* Auszug
----------

Leukämie und Mini-Atombomben
Gestern (am Sonntag, dem 2. April 2006), typischerweise zu später Stunde (23:30) lief auf dem ZDF die Sendung "Und niemand weiß warum - Leukämietod in der Elbmarsch". (Bericht über die ZDF-Sendung in der Frankfurter Allgemeinen online: Der vertuschte Skandal)
Eine - mit Abstrichen - gute Dokumentation über den "Leukämiecluster" in der Elbmarsch und einen möglichen vertuschten nuklearen Unfall im nahen GKSS-Forschungszentrum (und nicht etwa im AKW Krümmel, wie die FR fälschlicherweise meint).
Zwei der Abstriche gleich vorweg: die GKSS betreibt zwar einen kleinen Reaktor für Materialuntersuchungen, ist aber mitnichten ein "Kernforschungszentrum", wie im Bericht beschrieben - und sie war auch vor 20 Jahren kein "Kernforschungszentrum" mehr. Wikipedia: GKSS Forschungszentrum. Offizielle Website: GKSS Forschungszentrum. Artikel im Anti-Atom-Lexikon: GKSS
Während meines Studiums in den 80er Jahren arbeitete ich zeitweilig als Praktikant und studentische Hilfskraft am GKSS. Ich wage nicht zu behaupten, dass ich das GKSS wirklich kennen würde, allerdings denke ich, dass ich einige Vermutungen aus eigenem Erleben falsifizieren kann. Z. B. wurde in der Dokumentation ein Krater zwischen dem Gelände der GKSS und dem KKK (Kernkraftwerk Krümmel) gezeigt, mit "auffallend jungem Baumwuchs", Das wurde als Indiz für eine Explosion oder einen Brand, den Augenzeugen dort beobachtet haben wollen, gewertet. Aus eigener Anschauung kann ich mit Sicherheit sagen: der besagte tiefe Krater war schon vor 1986 dort. Er stammt nämlich aus dem Jahr 1944 oder 1945, als die dort befindlichen Bunker der Sprengstofffabrik Krümmel von den Briten zunächst mit überschweren Bomben "geknackt" und nach der deutschen Kapitulation entgültig durch Sprengung zerstört wurden. Der Baumbestand ist zwar jung, aber die Bäume waren, wenn auch kleiner, schon in den 80er dort. Übrigens wurde damals die wild wuchernde Vegatation teilweise ganz regulär gerodet, im Rahmen der Bauerschließung für mögliche Erweiterungsbauten (die zum Teil sogar tatsächlich gebaut wurden). Diese "Veränderungen" dann mittels Satellitenbild als "Beweis" für einen vertuschten Großunfall darzustellen erinnert mich leider ein wenig an "BILD"-Journalismus.
Von den beiden Augenzeugen, die ein ganz merkwürdiges Feuer, das wegen seiner merkwürdigen Farben wohl kein Feuer war, bei der GKSS gesehen haben wollen, halte ich auch wenig. Beinahe jede Woche meldete sich in den 80ern irgend jemand, der irgend etwas "Komisches" bei der GKSS oder dem AKW Krümmel gesehen haben wollte. Keine Nebelschwade, kein "mysteriöserweise" gefällter Baum, kein "komischer" LKW und kein neues Warnlicht entging damals den argwöhnischen Blicken. Ich habe selbst "live" miterlebt, auf welch lächerliche Weise ein durch die Lokalpresse gehender "Strahlenskandal" zustande kam. Aber lassen wir solche Anekdoten beiseite, denn zum "Anti-Atom-Aktivisten-Bashing" besteht wirklich kein Grund.

----------

* Datensätze
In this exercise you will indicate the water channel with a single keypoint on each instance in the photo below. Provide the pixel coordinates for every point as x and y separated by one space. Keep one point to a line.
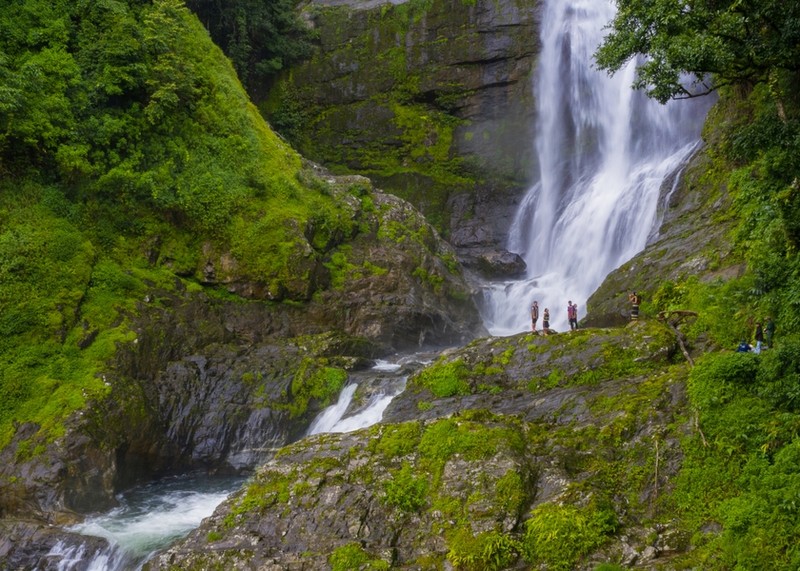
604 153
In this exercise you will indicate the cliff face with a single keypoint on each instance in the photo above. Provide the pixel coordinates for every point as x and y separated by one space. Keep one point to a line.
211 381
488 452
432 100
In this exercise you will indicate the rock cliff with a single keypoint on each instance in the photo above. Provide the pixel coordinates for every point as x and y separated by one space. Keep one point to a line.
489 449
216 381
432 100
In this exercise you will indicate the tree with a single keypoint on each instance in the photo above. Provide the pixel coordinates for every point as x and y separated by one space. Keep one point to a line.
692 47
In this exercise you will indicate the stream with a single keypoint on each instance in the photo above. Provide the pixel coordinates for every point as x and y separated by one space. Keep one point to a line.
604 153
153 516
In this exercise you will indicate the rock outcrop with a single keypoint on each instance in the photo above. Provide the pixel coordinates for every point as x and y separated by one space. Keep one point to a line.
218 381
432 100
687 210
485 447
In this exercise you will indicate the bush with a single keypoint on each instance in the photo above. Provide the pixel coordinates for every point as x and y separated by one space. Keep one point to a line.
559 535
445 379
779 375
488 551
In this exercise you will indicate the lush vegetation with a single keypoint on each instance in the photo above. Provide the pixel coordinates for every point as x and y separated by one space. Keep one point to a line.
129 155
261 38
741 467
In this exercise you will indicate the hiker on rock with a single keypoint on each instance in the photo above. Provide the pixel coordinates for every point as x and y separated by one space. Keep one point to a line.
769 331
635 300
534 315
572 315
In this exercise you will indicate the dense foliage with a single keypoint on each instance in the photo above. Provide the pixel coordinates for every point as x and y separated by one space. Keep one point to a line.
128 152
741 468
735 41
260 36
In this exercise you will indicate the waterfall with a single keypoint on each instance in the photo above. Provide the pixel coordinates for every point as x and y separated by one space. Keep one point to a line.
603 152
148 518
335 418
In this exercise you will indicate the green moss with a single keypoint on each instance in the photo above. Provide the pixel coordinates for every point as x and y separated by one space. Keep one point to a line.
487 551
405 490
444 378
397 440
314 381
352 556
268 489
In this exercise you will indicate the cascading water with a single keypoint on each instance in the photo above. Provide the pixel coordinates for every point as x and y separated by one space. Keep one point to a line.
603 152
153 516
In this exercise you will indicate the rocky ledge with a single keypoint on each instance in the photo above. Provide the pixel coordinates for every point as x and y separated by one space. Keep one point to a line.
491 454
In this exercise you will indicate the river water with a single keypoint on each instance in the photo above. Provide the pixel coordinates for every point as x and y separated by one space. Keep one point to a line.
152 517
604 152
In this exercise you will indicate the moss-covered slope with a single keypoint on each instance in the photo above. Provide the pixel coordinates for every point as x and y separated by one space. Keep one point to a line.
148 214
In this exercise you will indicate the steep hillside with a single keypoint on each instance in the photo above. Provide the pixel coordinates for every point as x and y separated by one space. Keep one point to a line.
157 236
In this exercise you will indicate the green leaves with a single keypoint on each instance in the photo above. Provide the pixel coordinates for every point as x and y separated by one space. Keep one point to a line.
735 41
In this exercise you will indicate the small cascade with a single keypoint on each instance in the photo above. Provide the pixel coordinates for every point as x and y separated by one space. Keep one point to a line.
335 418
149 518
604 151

----------

* Ziel der Übung
Kopiere aus dem Auszug über die Leukämiefälle in der Elbmarsch wortgetreu den Abschnitt, der mit den Worten „Leukämie und Mini-Atombomben“ anfängt und mit „Der vertuschte Skandal)“ aufhört.

* Antwort
Leukämie und Mini-Atombomben
Gestern (am Sonntag, dem 2. April 2006), typischerweise zu später Stunde (23:30) lief auf dem ZDF die Sendung "Und niemand weiß warum - Leukämietod in der Elbmarsch". (Bericht über die ZDF-Sendung in der Frankfurter Allgemeinen online: Der vertuschte Skandal)